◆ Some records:
◆ ◆ ◆ ◆ ◆
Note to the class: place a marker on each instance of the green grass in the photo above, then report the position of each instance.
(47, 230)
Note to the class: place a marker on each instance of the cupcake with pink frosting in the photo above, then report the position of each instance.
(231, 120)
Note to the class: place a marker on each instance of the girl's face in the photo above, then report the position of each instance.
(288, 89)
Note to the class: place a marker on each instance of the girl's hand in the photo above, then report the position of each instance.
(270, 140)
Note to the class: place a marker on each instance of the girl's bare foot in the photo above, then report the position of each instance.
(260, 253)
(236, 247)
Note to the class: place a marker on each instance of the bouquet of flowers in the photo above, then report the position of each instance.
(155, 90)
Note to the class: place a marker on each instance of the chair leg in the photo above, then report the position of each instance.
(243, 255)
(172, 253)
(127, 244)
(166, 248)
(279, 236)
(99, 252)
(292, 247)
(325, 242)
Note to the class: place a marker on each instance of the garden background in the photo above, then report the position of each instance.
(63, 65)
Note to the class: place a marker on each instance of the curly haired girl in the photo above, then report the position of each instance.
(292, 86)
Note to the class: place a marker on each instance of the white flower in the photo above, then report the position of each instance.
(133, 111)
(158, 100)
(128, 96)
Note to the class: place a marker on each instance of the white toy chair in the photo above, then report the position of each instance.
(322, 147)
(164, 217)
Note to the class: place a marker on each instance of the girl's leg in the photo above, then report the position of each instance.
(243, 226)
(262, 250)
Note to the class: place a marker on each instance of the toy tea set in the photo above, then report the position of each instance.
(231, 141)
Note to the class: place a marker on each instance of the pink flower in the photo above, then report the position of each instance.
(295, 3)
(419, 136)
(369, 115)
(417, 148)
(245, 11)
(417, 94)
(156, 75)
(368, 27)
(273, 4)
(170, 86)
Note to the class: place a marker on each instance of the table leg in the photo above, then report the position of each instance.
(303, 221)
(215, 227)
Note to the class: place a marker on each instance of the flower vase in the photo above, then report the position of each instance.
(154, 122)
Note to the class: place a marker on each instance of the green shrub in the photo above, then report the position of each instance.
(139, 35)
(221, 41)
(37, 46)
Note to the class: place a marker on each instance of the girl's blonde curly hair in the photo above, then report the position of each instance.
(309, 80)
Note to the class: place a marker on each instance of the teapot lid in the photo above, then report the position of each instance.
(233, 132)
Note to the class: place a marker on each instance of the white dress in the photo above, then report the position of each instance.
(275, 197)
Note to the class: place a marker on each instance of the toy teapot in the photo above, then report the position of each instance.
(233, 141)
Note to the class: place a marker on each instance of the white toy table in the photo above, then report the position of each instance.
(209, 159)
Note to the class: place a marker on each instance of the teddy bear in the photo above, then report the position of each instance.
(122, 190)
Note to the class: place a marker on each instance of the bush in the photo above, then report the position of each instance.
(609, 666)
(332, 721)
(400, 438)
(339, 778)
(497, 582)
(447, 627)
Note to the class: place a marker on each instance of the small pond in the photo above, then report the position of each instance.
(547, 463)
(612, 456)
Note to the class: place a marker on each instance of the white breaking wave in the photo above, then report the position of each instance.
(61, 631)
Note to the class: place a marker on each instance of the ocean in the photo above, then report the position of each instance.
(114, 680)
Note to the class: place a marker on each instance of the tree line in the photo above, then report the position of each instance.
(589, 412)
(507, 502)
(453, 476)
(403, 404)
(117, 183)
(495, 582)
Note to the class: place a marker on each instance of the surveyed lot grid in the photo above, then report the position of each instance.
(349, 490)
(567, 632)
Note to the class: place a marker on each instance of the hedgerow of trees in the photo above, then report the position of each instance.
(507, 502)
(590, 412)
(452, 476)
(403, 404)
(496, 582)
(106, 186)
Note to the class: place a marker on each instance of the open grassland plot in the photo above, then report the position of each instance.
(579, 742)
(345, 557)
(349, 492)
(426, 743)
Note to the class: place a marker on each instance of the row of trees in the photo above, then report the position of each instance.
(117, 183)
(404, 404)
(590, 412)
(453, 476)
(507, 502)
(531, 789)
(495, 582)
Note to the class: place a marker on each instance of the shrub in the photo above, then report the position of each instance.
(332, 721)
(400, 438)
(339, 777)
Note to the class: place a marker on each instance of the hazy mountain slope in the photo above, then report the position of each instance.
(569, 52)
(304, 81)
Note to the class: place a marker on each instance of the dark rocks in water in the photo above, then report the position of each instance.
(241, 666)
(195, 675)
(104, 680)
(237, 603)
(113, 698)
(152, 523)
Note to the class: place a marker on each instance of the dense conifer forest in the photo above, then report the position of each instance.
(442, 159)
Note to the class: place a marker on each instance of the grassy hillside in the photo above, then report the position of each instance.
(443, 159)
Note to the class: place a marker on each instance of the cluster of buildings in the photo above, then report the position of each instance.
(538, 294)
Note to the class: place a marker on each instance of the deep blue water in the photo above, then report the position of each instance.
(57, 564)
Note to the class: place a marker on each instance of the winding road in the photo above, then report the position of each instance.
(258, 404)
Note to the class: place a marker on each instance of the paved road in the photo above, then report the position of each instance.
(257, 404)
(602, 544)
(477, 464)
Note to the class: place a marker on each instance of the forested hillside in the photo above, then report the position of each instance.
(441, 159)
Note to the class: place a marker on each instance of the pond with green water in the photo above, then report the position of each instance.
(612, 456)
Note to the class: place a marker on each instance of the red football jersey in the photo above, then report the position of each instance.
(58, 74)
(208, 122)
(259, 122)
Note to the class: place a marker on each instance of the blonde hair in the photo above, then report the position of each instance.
◆ ◆ ◆ ◆ ◆
◆ EXERCISE PROMPT: Could you quote every one of the lines above, word for word?

◆ WRITTEN ANSWER:
Note to the class: place a marker on each instance of the green grass in the photo above, then report the position of each instance.
(47, 230)
Note to the class: place a marker on each instance of the cupcake with pink frosting in the photo above, then report the position of each instance.
(231, 120)
Note to the class: place a marker on each instance of the girl's face in the photo above, then report the position of each instance.
(288, 89)
Note to the class: place a marker on each instance of the girl's hand in the photo above, then report the position of each instance.
(270, 140)
Note to the class: place a marker on each instance of the girl's bare foot in the photo above, then report the position of each instance.
(260, 253)
(236, 247)
Note to the class: place a marker on each instance of the bouquet of flowers in the photo above, then report the position of each instance.
(155, 90)
Note to the class: place a marker on each instance of the chair leg in the photo above, then report the position of each instance.
(243, 255)
(172, 253)
(127, 244)
(166, 248)
(279, 236)
(99, 252)
(292, 247)
(325, 242)
Note to the class: place a marker on each instance of the garden background in the photo above, then report the position of each instance.
(63, 65)
Note to the class: place a marker on each instance of the curly haired girl in the photo above, then report the position of each instance.
(292, 86)
Note to the class: place a marker on each instance of the white flower in the photo above, then report the position of each instance.
(133, 111)
(158, 100)
(128, 96)
Note to the class: place a marker on each instance of the white toy chair in the photo above, then report the position of each instance.
(322, 147)
(164, 217)
Note to the class: place a marker on each instance of the girl's leg in the photo above, then report the position of each instance.
(243, 226)
(262, 250)
Note to the class: place a marker on each instance of the toy tea set in the photo above, then report the position of each instance.
(231, 141)
Note to the class: place a marker on each instance of the pink flower in the photo above, then report the position of each instance.
(295, 3)
(419, 136)
(369, 115)
(417, 148)
(245, 11)
(417, 94)
(156, 75)
(368, 27)
(273, 4)
(170, 86)
Note to the class: place a marker on each instance of the table leg in the photo above, then report the position of each instance.
(303, 221)
(215, 227)
Note to the class: place a marker on each instance of the flower vase in the photo above, then report the position of each instance.
(154, 122)
Note to the class: place a marker on each instance of the green shrub in the photo above, then report the position of each instance.
(139, 35)
(221, 41)
(37, 46)
Note to the class: place a marker on each instance of the girl's blonde curly hair in the photo above, then report the position of each instance.
(309, 80)
Note to the class: place a marker on each instance of the teapot lid in the photo above, then report the position of each instance.
(233, 132)
Note to the class: place a marker on each instance of the white dress in the photo above, then report the position of each instance.
(275, 197)
Note to the class: place a marker on each instance of the toy teapot in the photo above, then report the position of each instance.
(233, 141)
Note to the class: place a marker on each instance of the white toy table in the photo above, then report the position of each instance.
(209, 159)
Note to the class: place a marker on each instance of the teddy bear in the photo above, then report the position of each instance.
(122, 190)
Note to the class: place a marker on each instance of the bush in the photo above, then report the position of each instance.
(609, 666)
(332, 721)
(400, 438)
(339, 778)
(497, 582)
(447, 627)
Note to the class: place a marker on each instance of the small pond in the photo above, then report the position of each instance.
(547, 463)
(612, 456)
Note to the class: place a marker on each instance of the white breaking wave in the photo above, then report the position of each instance.
(61, 631)
Note to the class: place a marker on each instance of the ocean in the photo above, then report the position of each instance.
(114, 680)
Note to the class: place a marker on each instance of the tree line in the photo above, then report the position of each instance.
(589, 412)
(507, 502)
(453, 476)
(403, 404)
(117, 183)
(495, 582)
Note to the class: place a marker on each instance of the surveyed lot grid in the photo above, then report the position of each instance.
(349, 490)
(567, 632)
Note to the class: place a marker on each instance of the hedgerow of trees in the photo above, then report the position of each instance.
(507, 502)
(590, 412)
(452, 476)
(403, 404)
(496, 582)
(106, 186)
Note to the class: place a marker on each instance of the open grassland plot in the photo above, then report the position of each instance.
(579, 742)
(345, 557)
(349, 492)
(426, 743)
Note to the class: place a marker on each instance of the row of trees in the photo above, then report the position of each instance.
(117, 183)
(404, 404)
(590, 412)
(453, 476)
(507, 502)
(531, 789)
(495, 582)
Note to the class: place a marker on each instance of the shrub in the photo above, then report the position of each instance.
(332, 721)
(400, 438)
(339, 777)
Note to the class: place a marker on each instance of the hazy mountain slope in the photo above, then report the position of each instance.
(569, 52)
(304, 81)
Note to the class: place a marker on each instance of the dark rocks in water in the photo above, then report the position of each instance.
(241, 666)
(195, 675)
(104, 680)
(237, 603)
(113, 698)
(152, 523)
Note to the class: place a marker on each instance of the dense conifer forest in the photo above, then report the position of each instance.
(442, 159)
Note to the class: place a marker on each instance of the grassy hillside in the photo above, then report the position of each instance.
(443, 159)
Note to the class: place a marker on each instance of the cluster of buildings in the photo above, then report the position of each instance.
(538, 294)
Note to the class: place a marker on each instance of the deep blue water in the photo above, then report the position of each instance.
(57, 564)
Note to the class: place a marker on each instance of the winding road in the photo above, then report the position of each instance.
(258, 404)
Note to the class: place a marker on each instance of the paved road in the photo above, then report the position of each instance.
(257, 404)
(602, 544)
(477, 464)
Note to the class: place a marker on each instance of the forested hillside in the photo above, then report the position of each instance.
(441, 159)
Note to the class: place a marker on each instance of the pond with green water in the photo above, then report the position of each instance.
(612, 456)
Note to the class: place a marker on each instance of the red football jersey in the photo above, then report the position of each instance.
(58, 74)
(208, 122)
(259, 122)
Note to the class: place a marker on each instance of the blonde hair in the photo above, then report the position of each instance.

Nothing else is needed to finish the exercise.